[Location annotation dataset excerpts]
• • •

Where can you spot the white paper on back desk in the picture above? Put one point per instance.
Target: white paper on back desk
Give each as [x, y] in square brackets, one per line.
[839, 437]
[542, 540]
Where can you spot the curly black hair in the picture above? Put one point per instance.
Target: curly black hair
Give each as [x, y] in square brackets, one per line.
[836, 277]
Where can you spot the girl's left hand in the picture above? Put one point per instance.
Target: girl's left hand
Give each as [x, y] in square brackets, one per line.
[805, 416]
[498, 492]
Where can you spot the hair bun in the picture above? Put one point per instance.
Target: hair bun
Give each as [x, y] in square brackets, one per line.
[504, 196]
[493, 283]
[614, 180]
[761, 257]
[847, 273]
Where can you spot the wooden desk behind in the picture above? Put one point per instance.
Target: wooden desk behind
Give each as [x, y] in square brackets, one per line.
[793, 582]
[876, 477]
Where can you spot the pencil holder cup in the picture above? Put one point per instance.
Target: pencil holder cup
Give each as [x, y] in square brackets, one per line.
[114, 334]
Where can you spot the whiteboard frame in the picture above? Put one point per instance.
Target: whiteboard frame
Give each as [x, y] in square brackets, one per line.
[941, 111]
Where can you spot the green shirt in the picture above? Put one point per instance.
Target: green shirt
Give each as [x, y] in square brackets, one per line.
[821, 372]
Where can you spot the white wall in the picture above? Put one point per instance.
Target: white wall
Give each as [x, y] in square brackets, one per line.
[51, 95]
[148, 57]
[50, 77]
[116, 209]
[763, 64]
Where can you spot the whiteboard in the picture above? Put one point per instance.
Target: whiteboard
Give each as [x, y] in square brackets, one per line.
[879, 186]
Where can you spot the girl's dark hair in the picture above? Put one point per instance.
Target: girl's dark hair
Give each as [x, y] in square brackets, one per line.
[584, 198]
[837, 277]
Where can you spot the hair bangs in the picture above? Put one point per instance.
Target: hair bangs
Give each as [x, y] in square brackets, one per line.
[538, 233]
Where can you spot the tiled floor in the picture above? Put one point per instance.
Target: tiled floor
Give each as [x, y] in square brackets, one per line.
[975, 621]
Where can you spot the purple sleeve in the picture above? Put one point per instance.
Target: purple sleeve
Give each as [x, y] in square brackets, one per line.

• • •

_SET PROBLEM_:
Using the data above, reproduce every line exactly.

_RESPONSE FOR THIS EXERCISE_:
Where can you spot the white paper on back desk in the picture above? Put one point per instance.
Target: white paper on back desk
Give each as [x, y] in square brackets, one per line.
[839, 437]
[542, 540]
Where can you spot the curly black hair in the picture above? Put one point per instance.
Target: curly black hair
Give each as [x, y] in square brackets, one per line.
[836, 277]
Where can you spot the girl's left hand in the picture above? Put one point per instance.
Target: girl's left hand
Give each as [x, y] in square brackets, one per line.
[805, 416]
[498, 492]
Where can you spot the hair bun in the picture above? Put one point per instance.
Target: hair bun
Give each as [x, y] in square brackets, one per line.
[504, 196]
[493, 283]
[614, 180]
[761, 257]
[847, 273]
Where can you spot the wooden desk behind in the picture above? Put one point per instance.
Target: wooden desk behind
Give each as [x, y] in square brackets, one per line.
[793, 582]
[876, 477]
Where can you spot the pencil holder cup in the picture above? Put one point per instance.
Target: pencil holder cup
Give each as [x, y] in square brackets, one per line.
[114, 334]
Where can you spot the whiteboard frame in the picture above? Put one point per instance.
Target: whiteboard frame
Give each as [x, y] in square brackets, one per line.
[941, 111]
Where can you spot the green shirt in the picture above? Put one point per instance.
Target: green shirt
Give each as [x, y] in square brackets, one per line.
[821, 372]
Where can you spot the white wall in the picture above? Put one point per instance.
Target: white wall
Give each as [x, y] in square brackets, one per line.
[51, 95]
[148, 57]
[50, 77]
[116, 209]
[763, 64]
Where can you spot the whiteboard in the picture above? Put one point per instance.
Target: whiteboard
Give each as [x, y] in square brackets, one per line.
[879, 186]
Where can you spot the girl's dark hair in the picture above? Put one point per instance.
Target: girl's dark hair
Give each as [x, y] in square brackets, one per line.
[584, 198]
[837, 277]
Where can you spot the hair bangs in the picture above? Put one point per instance.
Target: hair bangs
Give each as [x, y] in square brackets, one per line.
[538, 233]
Where can you spot the tiled floor in the picture above? Put one point per instance.
Target: tiled floor
Give each as [x, y] in square brackets, one per line.
[975, 621]
Where can you spot the purple sleeve in the picture above? Put one point per instance.
Target: purple sleeve
Give each as [x, y] in square brackets, one per line.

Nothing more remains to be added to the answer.